• Kutipan:
#####
Manusia diciptakan Sang Khaliq dalam keadaan fitroh, fitroh tersebut berkaitan dengan fungsi dan tujuan penciptaan manusia sebagai khalifah di bumi yang harus beribadah (mengabdi) kepada Allah ﷻ. Tapi sebenarnya apa yang dimaksud fitroh itu? (Fitroh dan Tauhid)
- DEFINISI FITROH
Kata فطر pada asalnya mempunyai beberapa arti, antara lain: Pembelahan (التَّشَقُّقُ), Permulaan (الإِبْتِدَاءُ), Penciptaan (اَلْخَلْقُ). (Kitab Manhajul Istidlal)
Yang dimaksud dengan fitroh di sini adalah keadaan asal saat manusia diciptakan, yaitu dalam keadaan beragama Islam atau bertauhid.
- FITROH DAN TAUHID (ISLAM)
Sejak penciptaannya, Alloh telah menanamkan dalam diri manusia fitroh yang siap menerima dan mencintai kebenaran, memilih tauhid daripada syirik dan memilih keimanan daripada kekufuran.
Alloh ﷻ berfirman: “….(Tetaplah atas) fitroh Alloh yang telah menciptakan manusia menurut fitroh itu. Tidak ada perubahan pada fitroh Alloh (itulah) agama yang lurus…” (QS. Ar-Ruum: 30).
Jika tidak ada pengaruh luar yang mengubahnya, niscaya manusia akan tetap bahkan tumbuh keimanannya terhadap adanya Alloh dan mengesakan-Nya. Adapun seseorang yang tidak menerima Islam sebagai agama, maka hal itu hanyalah dikarenakan ketidakmurnian fitroh mereka baik karena pengaruh orangtua, maupun pengaruh luar lainnya.
Rosululloh ﷺ bersabda: “Tidak ada seorang anak pun kecuali lahir dalam keadaan fitroh. Kedua ibu bapaknyalah yang menjadikannya Yahudi, Nashroni, atau Majusi.” [HR. Bukhori-Muslim]
Juga sabda Nabi ﷺ dalam hadits qudsi, Alloh berfirman: “Sesungguhnya Aku ciptakan hamba-Ku dalam keadaan lurus (di atas agama tauhid, yaitu Islam), lalu datang kepada mereka Setan yang menyimpangkan agama mereka..” (HR Muslim)
- Fithroh Terhadap Tauhid Rububiyah
Setiap manusia, sejak diciptakannya pasti telah mengimani keberadaan Alloh ﷻ dan menetapkan bahwa Alloh Sang Pencipta segala sesuatu (Al-Khaliq), Pemberi rizki, Dzat yang menghidupkan, mematikan, memberikan manfaat dan mudhorot dan lain sebagainya dari perbuatan-perbuatan Alloh ﷻ.
Fakta telah membuktikan yang demikian itu, bahkan orang-orang musyrikin yang kafir, mereka pun mengakui keesaan Alloh dalam rububiyahan-Nya.
Allohlberfirman: “Dan Sesungguhnya jika kamu tanyakan kepada mereka: ‘Siapakah yang menciptakan langit dan bumi?’ tentu mereka akan menjawab: Alloh.” (QS. Luqman: 25)
#####
• Soal Tertulis 1:
Dalam kutipan tentang fitroh, apa yang dimaksud dengan fitroh?
• Soal Tertulis 2:
Tuliskan kembali seluruh bagian kutipan tentang fitroh, mulai dari "Manusia diciptakan Sang" hingga "(Kitab Manhajul Istidlal)", tanpa mengubah apa pun.
#####
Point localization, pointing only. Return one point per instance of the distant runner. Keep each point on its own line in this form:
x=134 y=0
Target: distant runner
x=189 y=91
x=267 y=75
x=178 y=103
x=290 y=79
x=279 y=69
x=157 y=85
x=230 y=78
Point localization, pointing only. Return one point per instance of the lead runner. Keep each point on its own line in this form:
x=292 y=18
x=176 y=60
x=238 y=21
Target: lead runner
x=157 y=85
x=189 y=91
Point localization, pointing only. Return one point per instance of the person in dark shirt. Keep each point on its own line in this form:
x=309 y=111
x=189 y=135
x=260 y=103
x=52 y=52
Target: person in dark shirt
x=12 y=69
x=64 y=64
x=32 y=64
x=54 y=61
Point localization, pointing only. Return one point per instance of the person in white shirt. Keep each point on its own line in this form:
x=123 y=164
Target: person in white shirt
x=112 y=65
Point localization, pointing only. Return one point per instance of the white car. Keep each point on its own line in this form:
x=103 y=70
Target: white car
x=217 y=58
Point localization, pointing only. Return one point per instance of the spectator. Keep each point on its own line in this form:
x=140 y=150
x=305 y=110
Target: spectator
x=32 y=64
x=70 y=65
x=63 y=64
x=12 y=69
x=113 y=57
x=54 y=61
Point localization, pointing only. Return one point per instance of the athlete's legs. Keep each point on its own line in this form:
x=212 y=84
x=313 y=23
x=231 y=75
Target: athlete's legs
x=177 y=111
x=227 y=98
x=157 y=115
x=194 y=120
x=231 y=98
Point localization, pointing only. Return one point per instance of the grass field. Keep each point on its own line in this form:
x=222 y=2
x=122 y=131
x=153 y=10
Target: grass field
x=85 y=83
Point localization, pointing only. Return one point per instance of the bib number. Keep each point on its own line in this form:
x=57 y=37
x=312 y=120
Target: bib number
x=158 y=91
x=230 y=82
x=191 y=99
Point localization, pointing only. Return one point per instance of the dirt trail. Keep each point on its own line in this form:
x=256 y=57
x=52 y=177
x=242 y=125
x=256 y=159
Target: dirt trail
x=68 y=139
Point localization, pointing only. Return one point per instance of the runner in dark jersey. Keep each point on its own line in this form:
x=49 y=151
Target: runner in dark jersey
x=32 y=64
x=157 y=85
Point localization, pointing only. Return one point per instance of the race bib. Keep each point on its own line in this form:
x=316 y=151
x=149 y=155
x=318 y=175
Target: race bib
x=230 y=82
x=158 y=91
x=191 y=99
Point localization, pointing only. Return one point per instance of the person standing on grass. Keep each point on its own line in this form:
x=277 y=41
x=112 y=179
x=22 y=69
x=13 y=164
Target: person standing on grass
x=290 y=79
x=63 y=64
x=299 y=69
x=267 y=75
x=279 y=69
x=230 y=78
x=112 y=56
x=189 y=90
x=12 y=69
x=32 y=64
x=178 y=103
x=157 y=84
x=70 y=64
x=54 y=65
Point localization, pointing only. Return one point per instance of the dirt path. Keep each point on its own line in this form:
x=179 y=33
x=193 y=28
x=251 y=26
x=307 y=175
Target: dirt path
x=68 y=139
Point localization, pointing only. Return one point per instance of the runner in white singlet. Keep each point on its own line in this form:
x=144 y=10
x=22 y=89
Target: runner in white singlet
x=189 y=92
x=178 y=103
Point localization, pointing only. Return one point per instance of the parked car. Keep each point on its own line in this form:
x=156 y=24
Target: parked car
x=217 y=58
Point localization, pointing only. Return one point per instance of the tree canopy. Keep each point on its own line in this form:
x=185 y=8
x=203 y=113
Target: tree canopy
#####
• Hasil yang Benar 1:
Fitroh adalah keadaan asal saat manusia diciptakan, yaitu dalam keadaan beragama Islam atau bertauhid.

• Hasil yang Benar 2:
Manusia diciptakan Sang Khaliq dalam keadaan fitroh, fitroh tersebut berkaitan dengan fungsi dan tujuan penciptaan manusia sebagai khalifah di bumi yang harus beribadah (mengabdi) kepada Allah ﷻ. Tapi sebenarnya apa yang dimaksud fitroh itu? (Fitroh dan Tauhid)
- DEFINISI FITROH
Kata فطر pada asalnya mempunyai beberapa arti, antara lain: Pembelahan (التَّشَقُّقُ), Permulaan (الإِبْتِدَاءُ), Penciptaan (اَلْخَلْقُ). (Kitab Manhajul Istidlal)